§ **EXERCISE BRIEF**:
Arrange the records from the line with "Question: Where is the dark" through the line with "[153, 190, 342, 199]" as a two-column CSV with the headers text and answer, one row per record. Put each value in its own quoted field, and replace any line breaks with spaces.

§ **EXCERPTED DATA**:
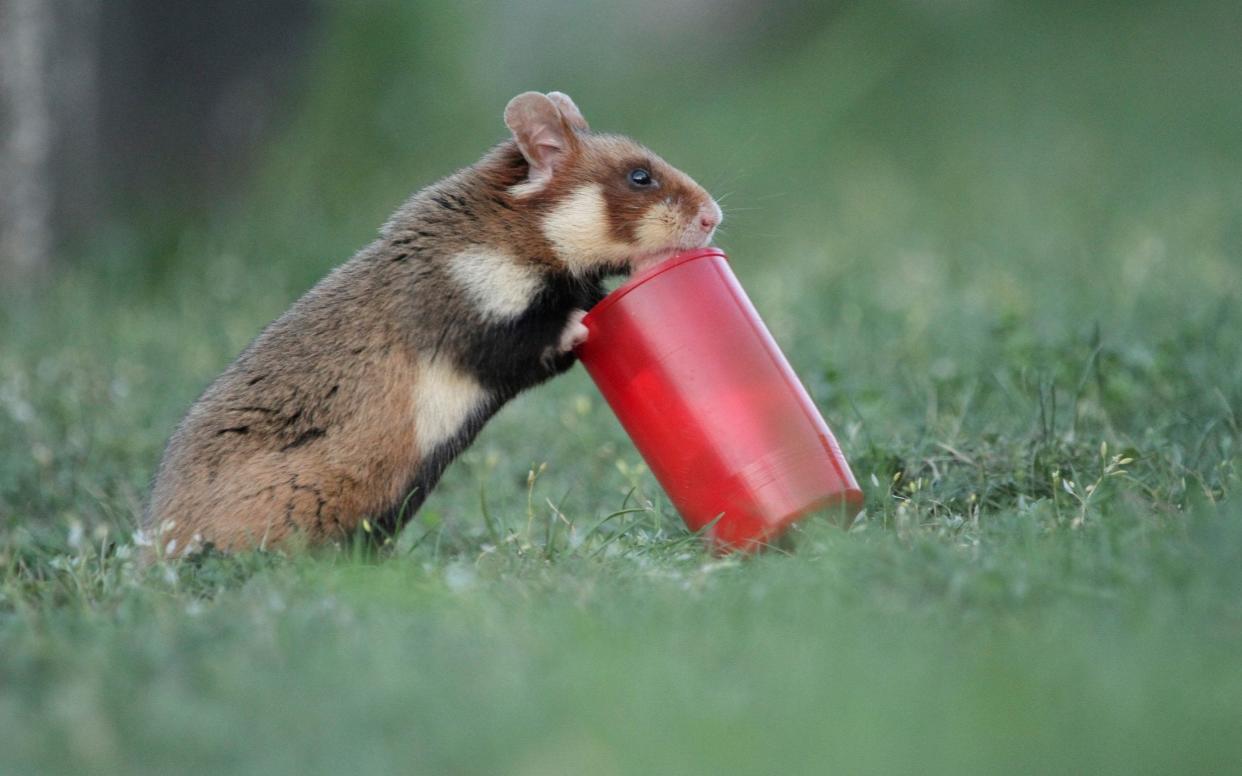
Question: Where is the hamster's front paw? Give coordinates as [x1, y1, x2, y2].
---
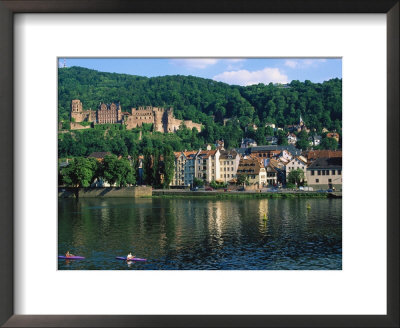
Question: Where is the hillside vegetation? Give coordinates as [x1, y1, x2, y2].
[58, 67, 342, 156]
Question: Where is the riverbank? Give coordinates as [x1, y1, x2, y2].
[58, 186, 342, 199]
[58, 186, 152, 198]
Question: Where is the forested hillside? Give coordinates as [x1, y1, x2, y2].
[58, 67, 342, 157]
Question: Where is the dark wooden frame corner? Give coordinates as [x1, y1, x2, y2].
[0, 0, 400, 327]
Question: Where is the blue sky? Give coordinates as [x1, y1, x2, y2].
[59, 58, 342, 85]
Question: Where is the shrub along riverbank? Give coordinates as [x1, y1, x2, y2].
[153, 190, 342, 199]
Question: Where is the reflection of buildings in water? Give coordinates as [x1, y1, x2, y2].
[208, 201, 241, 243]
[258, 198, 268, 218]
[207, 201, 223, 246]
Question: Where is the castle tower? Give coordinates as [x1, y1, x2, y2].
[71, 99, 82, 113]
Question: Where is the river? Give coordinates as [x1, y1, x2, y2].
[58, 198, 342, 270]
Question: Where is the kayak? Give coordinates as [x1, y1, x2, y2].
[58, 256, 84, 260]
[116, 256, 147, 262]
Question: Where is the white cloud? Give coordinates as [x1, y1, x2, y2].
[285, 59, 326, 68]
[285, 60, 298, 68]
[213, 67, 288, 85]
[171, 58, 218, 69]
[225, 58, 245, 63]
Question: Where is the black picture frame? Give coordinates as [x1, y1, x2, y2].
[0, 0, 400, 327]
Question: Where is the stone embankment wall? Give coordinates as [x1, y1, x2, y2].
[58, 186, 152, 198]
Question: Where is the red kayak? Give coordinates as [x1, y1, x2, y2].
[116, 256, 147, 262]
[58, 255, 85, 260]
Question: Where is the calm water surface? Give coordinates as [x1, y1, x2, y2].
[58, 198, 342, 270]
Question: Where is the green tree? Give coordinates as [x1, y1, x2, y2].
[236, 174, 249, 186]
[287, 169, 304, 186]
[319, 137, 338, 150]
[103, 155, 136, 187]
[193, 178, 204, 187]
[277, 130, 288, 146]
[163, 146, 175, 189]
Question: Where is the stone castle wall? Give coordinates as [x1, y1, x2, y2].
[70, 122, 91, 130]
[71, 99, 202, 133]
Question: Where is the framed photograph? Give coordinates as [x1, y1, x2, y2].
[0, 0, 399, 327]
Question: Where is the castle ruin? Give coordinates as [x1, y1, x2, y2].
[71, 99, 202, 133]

§ **REPLY TO THE EXERCISE**:
text,answer
"Question: Where is the dark wooden frame corner? Give coordinates as [x1, y1, x2, y2].","[0, 0, 400, 327]"
"Question: Where is the blue sky? Give coordinates as [x1, y1, x2, y2].","[59, 58, 342, 85]"
"Question: Where is the shrub along riverbank? Give coordinates as [x1, y1, x2, y2].","[153, 190, 342, 199]"